» **WORK ITEM**
Across all of the records below, determine the number of lines containing the string "license"; reply with that number only.

» **DATASET CONTENT**
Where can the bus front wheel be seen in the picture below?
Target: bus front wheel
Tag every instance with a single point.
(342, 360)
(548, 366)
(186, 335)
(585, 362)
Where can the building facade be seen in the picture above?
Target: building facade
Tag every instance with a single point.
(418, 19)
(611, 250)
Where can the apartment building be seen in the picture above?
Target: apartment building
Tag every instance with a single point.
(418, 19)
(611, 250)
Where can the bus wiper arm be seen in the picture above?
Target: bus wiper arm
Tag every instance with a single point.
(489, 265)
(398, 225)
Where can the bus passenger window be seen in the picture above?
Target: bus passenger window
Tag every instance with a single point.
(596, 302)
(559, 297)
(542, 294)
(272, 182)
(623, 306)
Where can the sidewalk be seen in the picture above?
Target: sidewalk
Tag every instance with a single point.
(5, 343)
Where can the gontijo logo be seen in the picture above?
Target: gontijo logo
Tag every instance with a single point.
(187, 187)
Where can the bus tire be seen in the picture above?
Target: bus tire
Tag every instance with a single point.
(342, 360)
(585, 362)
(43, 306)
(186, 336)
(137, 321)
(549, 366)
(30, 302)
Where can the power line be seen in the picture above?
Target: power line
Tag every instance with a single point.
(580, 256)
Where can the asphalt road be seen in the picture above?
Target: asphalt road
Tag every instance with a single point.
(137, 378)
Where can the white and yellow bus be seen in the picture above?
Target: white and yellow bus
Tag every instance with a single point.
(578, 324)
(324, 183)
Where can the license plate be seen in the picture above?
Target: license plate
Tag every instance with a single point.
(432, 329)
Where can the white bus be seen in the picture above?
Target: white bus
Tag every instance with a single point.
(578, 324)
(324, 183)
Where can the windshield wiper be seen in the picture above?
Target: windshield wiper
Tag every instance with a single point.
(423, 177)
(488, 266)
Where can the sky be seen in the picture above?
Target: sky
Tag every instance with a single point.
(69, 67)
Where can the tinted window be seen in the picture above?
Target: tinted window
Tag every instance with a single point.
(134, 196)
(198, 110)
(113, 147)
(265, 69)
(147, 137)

» **RESULT FOR THIS EXERCISE**
2